WHAT IS EXPECTED = Reproduce every one of the records below word for word, without adding, dropping, or changing anything.
--- PROVIDED DATA ---
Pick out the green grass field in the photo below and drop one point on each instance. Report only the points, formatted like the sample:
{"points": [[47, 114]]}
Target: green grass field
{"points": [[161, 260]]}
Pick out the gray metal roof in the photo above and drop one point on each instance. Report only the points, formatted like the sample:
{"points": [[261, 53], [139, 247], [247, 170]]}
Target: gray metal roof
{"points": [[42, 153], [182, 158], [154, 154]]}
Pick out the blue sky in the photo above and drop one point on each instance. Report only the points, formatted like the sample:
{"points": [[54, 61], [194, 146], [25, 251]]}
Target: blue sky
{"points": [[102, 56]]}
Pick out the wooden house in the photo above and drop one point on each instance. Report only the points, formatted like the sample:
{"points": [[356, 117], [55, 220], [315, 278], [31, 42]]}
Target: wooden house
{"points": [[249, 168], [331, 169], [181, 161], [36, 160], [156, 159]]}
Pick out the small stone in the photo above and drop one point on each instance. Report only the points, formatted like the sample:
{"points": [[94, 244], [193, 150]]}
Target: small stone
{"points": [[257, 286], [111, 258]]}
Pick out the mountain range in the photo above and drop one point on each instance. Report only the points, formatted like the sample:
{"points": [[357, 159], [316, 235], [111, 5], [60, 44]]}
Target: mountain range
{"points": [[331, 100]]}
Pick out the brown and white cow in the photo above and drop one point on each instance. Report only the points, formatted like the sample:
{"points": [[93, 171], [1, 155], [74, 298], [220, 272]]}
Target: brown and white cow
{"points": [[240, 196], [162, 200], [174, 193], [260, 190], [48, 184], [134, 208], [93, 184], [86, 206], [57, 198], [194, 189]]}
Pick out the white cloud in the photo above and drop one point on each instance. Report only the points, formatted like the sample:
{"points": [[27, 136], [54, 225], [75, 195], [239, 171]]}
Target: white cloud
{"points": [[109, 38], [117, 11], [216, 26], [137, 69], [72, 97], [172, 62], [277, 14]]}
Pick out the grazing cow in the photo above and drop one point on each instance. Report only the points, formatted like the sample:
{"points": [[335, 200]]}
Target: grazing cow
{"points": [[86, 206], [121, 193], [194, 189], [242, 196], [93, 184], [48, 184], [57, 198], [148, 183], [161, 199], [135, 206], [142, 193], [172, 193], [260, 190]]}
---
SOLUTION TO THIS EXERCISE =
Pick out the green grass field in the photo below and drop one point on each instance. Report only the points, formatted like the sample:
{"points": [[47, 114]]}
Target: green grass field
{"points": [[161, 260]]}
Pick out the gray metal roof in the photo above and drop one point on each instance. Report only the points, formatted like the sample:
{"points": [[261, 53], [139, 247], [247, 170]]}
Target: gray metal roof
{"points": [[42, 153], [182, 158], [154, 154]]}
Pick out the blue sky in the photo above and drop one point on each instance. Report only the points, formatted like the sample:
{"points": [[54, 61], [194, 146], [25, 251]]}
Target: blue sky
{"points": [[102, 56]]}
Pick out the wooden house in the photo above and drop one point on each instance. Report only the points, formatted like the sample:
{"points": [[356, 117], [55, 220], [315, 278], [31, 42]]}
Target: wooden house
{"points": [[249, 168], [331, 169], [181, 161], [36, 160], [156, 159]]}
Pick out the small stone in the photo above and drop one point on each instance. Report only the points, formatted like the sample:
{"points": [[94, 244], [193, 150]]}
Target: small stone
{"points": [[257, 286], [111, 258]]}
Pick out the mountain range in the photo above and drop one point on each instance. Report only the points, formatted like the sample:
{"points": [[357, 159], [316, 235], [111, 5], [60, 44]]}
Target: mountain range
{"points": [[331, 100]]}
Pick out the brown and white cow in the photo above and drop one point on each instance. Report only the points, formatted like the sample:
{"points": [[93, 171], [1, 155], [74, 298], [220, 272]]}
Target: brown and white cow
{"points": [[240, 196], [162, 200], [174, 193], [260, 190], [48, 184], [134, 208], [93, 184], [86, 206], [57, 198], [194, 189]]}
Pick out the white cloud in the photo above and drop one point on each instance. Report only the points, formatted like the sample:
{"points": [[27, 136], [54, 225], [75, 195], [239, 171]]}
Target: white cloud
{"points": [[109, 38], [117, 11], [216, 26], [137, 69], [72, 97], [172, 62], [277, 14]]}
Pick out the grazing cow in the photo above and drop one point on each instance. Report only the points, formatted like the sample:
{"points": [[335, 200]]}
Target: grazing cow
{"points": [[86, 206], [121, 193], [194, 189], [242, 196], [93, 184], [48, 184], [57, 198], [148, 183], [161, 199], [135, 206], [142, 193], [172, 193], [260, 190]]}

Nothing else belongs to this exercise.